● **Actions to take**:
1: Summarize the travel guide to Lyme Street in two sentences.
2: Carry the travel guide to Lyme Street forward, picking up after its final sentence.

● **Text shown**:
The Cooley Gallery is situated in a former general store on Lyme Street and shows works from the last two centuries.

DIANE BAIR FOR THE BOSTON GLOBE

The Cooley Gallery is situated in a former general store on Lyme Street and shows works from the last two centuries.

DURING THE DAY

The Florence Griswold Museum (96 Lyme St., 860-434-5542, www.florencegriswoldmuseum.org, adults $9) is a must-see, thanks to the Krieble Gallery, the gardens, and the Griswold House, which housed the Art Colony of Old Lyme. Upcoming shows at the Lyme Art Association (90 Lyme St., 860-434-7802, www.lymeartassociation.org) include the New England Landscape Invitational and a juried exhibition of the Society of Connecticut Sculptors. Set in an old general store, the Cooley Gallery (25 Lyme St., 860-434-8807, www.cooleygallery.com) displays works from the mid-19th to the 20th century. Also check out E.F. Watermelon (24 Lyme St., 860-434-1600, www.efwatermelon.com) for custom and antique jewelry, gemstones, glassware, and pottery. There’s a nifty zone of walking trails at the end of Library Lane. Look for the sign that reads “Town of Old Lyme Open Space” to find marked, woodsy trails lined with towering boulders. For an ocean walk with views of Long Island Sound, head to the shoreline off Hartford Street, where the beach colonies are eerily quiet in the offseason. The major shopping place nearby is Clinton Crossing Premium Outlets (www.premiumoutlets.com), about 10 minutes south on I-95. Besides the usual suspects, they offer names like Kate Spade and Le Creuset.

● **Data entries**:
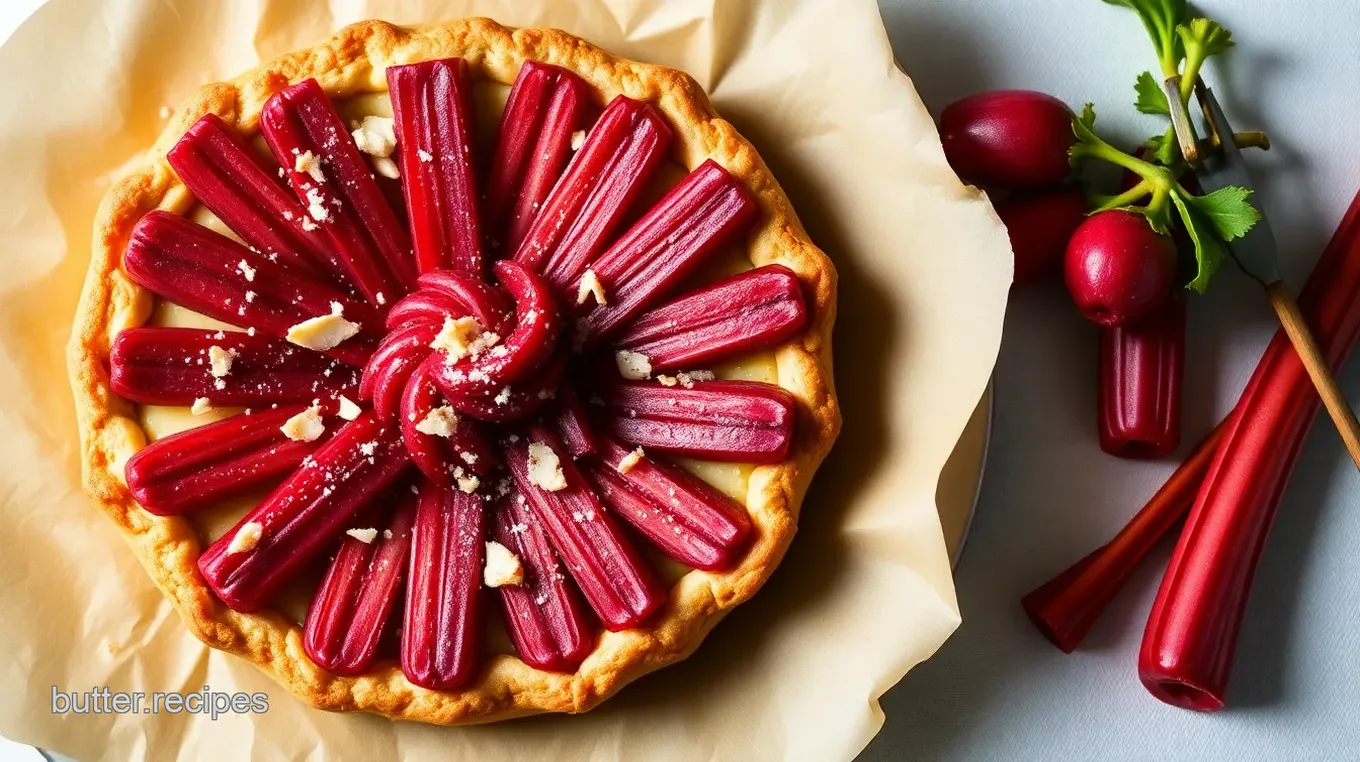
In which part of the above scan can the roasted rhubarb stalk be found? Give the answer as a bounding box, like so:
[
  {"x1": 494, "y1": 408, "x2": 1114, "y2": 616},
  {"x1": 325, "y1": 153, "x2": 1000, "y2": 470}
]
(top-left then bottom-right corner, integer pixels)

● **Responses for each task**:
1: Along Lyme Street, visitors can tour the Florence Griswold Museum, catch upcoming shows at the Lyme Art Association, see mid-19th- to 20th-century works at the Cooley Gallery in an old general store, and browse jewelry, glassware, and pottery at E.F. Watermelon. Beyond the galleries, there are marked woodsy trails at the end of Library Lane, quiet offseason beaches with views of Long Island Sound off Hartford Street, and outlet shopping at Clinton Crossing Premium Outlets about 10 minutes south on I-95.

2:
AFTER DARK

Night life is somewhat less than abundant. There’s live jazz on weekends at the Old Lyme Inn, where they’re building a fabulous music space, aspiring to be the premier jazz hot spot between Boston and New York. For more options, your best bet is to head to a nearby town like New London or Essex, or really splash out and hit the night life scene — 16 clubs — at the Mohegan Sun casino (1 Mohegan Sun Blvd., Uncasville, 888-226-7711, www.mohegansun.com.)

Diane Bair and Pamela Wright can be reached at bairwright@
earthlink.net
.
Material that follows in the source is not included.